WHAT THE TASK ASKS -
Please locate each line in the records below that contains the word "dark" and copy those lines out. Case counts.

Data entries:
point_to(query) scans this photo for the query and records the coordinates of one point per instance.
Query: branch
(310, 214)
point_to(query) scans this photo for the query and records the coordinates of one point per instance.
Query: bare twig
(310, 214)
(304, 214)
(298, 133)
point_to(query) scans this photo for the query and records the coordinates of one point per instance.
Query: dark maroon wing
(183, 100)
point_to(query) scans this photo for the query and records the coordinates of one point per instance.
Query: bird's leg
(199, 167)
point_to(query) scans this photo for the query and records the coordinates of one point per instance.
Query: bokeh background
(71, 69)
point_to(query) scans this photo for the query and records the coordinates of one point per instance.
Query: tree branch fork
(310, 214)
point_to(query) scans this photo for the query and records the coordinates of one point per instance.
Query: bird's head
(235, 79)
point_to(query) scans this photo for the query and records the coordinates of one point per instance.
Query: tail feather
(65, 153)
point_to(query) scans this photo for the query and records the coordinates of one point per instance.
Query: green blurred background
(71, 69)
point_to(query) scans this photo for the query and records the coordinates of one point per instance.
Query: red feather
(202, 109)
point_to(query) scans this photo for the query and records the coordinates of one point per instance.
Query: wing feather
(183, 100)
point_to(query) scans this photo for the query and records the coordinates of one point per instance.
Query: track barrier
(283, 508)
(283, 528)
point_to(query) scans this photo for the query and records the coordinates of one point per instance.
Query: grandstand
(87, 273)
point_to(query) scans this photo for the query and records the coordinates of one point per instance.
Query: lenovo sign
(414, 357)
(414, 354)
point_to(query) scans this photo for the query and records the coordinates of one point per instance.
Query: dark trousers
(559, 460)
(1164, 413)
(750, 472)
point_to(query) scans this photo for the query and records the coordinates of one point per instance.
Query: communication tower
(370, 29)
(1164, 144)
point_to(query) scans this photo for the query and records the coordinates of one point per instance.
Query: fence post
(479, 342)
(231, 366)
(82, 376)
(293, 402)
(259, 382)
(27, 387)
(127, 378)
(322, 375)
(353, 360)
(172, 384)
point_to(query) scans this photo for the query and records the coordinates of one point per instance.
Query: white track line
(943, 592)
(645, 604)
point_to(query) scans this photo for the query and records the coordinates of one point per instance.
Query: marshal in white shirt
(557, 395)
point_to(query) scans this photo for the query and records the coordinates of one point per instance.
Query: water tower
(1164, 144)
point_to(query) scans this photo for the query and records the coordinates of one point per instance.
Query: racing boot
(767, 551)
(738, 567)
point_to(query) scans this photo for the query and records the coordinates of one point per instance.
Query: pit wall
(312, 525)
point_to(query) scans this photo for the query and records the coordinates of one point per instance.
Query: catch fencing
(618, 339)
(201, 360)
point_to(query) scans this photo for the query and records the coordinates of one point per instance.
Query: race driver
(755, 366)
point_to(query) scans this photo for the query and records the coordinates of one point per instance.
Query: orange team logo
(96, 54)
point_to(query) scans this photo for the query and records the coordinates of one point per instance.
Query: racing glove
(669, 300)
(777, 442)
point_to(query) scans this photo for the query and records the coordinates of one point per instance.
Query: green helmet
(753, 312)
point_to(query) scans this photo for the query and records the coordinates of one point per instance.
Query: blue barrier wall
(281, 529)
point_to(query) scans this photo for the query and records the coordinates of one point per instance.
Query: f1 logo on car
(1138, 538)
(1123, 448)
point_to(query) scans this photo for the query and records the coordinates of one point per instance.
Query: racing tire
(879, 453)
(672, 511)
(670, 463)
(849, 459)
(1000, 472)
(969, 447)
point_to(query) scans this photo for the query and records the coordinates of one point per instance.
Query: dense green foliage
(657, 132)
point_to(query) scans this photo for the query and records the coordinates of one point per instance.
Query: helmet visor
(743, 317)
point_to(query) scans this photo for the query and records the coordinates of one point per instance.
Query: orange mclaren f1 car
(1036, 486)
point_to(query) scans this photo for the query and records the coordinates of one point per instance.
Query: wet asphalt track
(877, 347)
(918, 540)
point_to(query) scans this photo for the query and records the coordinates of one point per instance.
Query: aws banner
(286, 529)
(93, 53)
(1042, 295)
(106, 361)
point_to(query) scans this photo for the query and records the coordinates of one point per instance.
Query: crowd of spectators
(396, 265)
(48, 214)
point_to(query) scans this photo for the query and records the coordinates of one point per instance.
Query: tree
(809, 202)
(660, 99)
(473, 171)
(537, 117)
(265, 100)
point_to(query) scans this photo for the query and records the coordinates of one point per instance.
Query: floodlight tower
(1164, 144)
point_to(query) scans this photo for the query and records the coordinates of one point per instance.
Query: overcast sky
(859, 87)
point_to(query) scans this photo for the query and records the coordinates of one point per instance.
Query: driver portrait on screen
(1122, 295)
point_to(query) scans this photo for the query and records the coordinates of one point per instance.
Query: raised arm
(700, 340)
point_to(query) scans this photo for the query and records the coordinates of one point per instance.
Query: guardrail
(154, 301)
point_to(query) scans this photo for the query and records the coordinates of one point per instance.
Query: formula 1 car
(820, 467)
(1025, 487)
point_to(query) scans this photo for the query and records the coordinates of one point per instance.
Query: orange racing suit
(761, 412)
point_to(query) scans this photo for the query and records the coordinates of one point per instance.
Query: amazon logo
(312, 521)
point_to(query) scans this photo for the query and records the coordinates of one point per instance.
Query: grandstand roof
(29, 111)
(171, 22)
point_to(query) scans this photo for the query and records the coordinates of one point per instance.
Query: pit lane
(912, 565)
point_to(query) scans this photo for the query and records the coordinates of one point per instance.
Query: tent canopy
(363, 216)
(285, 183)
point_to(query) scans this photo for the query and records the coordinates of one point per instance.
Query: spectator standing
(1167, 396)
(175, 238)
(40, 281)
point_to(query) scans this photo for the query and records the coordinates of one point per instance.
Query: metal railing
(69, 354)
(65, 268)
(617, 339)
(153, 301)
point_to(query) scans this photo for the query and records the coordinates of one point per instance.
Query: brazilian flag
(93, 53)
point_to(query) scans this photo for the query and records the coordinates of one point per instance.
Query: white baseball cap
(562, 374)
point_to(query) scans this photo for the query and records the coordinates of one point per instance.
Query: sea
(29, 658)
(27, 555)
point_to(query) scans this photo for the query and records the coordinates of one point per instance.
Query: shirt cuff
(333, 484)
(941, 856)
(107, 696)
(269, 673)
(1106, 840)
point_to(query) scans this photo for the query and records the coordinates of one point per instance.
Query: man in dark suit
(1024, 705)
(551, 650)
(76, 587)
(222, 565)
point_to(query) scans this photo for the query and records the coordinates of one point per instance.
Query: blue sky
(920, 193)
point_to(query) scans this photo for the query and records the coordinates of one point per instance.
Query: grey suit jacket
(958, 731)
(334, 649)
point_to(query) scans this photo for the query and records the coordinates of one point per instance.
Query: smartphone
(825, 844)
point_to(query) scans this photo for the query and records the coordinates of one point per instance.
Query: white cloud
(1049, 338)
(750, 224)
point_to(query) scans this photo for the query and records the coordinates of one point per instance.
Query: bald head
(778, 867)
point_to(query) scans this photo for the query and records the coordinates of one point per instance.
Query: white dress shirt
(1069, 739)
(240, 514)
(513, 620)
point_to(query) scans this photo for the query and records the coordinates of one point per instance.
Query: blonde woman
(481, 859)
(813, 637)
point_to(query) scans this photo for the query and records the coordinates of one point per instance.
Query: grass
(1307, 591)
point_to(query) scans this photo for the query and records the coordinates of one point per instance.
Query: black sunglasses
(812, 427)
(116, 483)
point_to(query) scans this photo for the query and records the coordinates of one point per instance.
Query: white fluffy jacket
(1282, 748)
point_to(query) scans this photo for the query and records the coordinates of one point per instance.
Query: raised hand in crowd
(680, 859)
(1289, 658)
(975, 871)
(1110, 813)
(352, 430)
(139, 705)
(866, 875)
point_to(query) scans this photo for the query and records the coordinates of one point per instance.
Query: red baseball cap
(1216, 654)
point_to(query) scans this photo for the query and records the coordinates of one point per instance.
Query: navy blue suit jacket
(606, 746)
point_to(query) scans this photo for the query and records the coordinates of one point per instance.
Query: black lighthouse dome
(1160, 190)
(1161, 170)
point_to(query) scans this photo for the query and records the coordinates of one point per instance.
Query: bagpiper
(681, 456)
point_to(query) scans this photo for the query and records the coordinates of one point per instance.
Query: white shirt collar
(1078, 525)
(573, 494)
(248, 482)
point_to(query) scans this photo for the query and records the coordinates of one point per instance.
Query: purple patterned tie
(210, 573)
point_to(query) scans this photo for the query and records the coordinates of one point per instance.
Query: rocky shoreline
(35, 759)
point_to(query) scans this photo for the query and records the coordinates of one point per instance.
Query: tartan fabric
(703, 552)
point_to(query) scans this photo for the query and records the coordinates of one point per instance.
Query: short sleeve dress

WRITTEN ANSWER -
Query: dark maroon wing
Query: dark trousers
Query: man in dark suit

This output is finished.